Rewrite every line of the rows below, including the requests, with 11 added to each number in the point coordinates. Omit the pictures from your answer.
※ ※ ※
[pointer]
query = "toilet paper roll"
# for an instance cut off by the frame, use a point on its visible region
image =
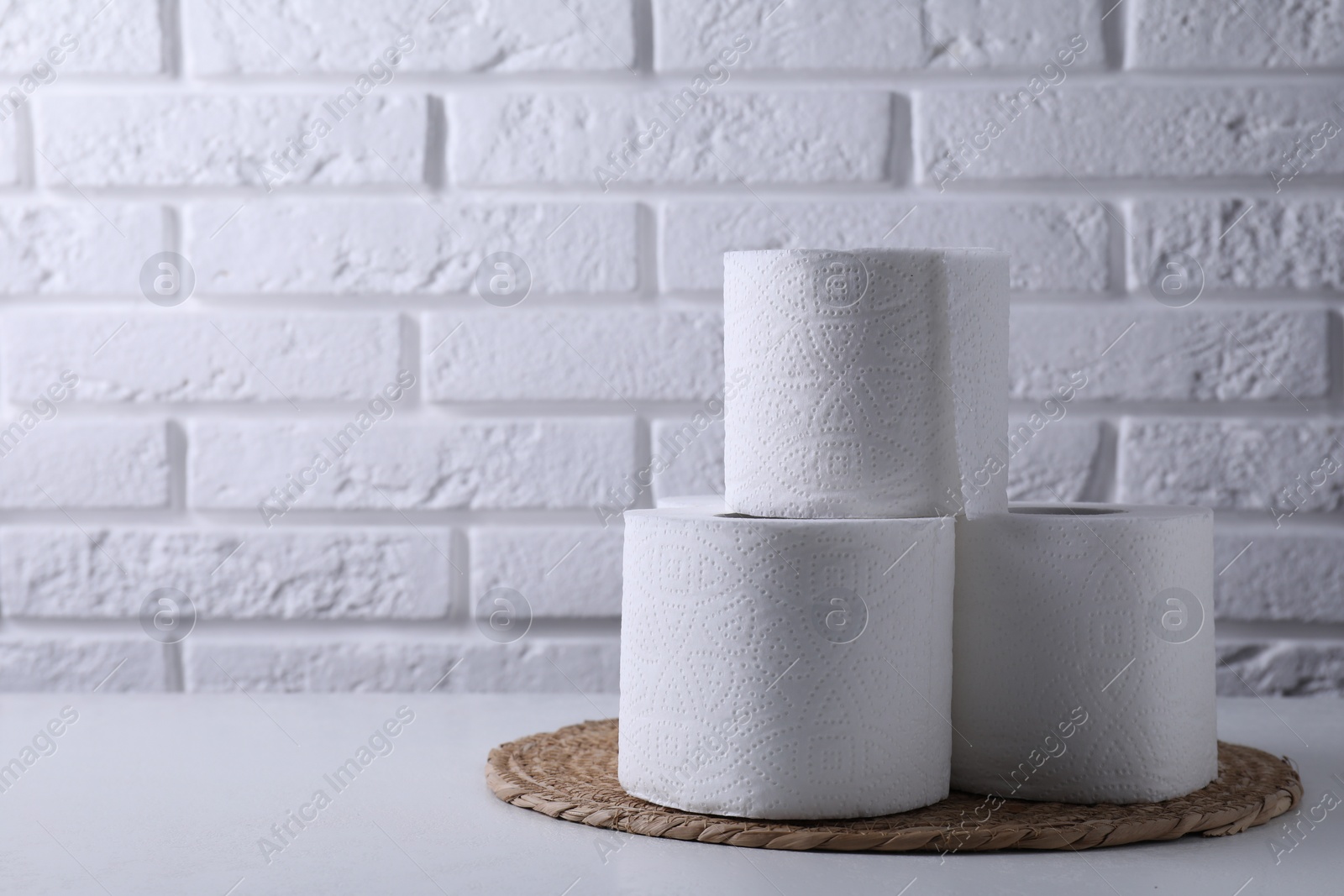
(867, 383)
(785, 668)
(1084, 641)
※ ※ ※
● **Exercise response**:
[pointer]
query = "toilet paper roll"
# for an instance cut off by the frame, use a point on its visible region
image =
(878, 394)
(796, 679)
(1095, 652)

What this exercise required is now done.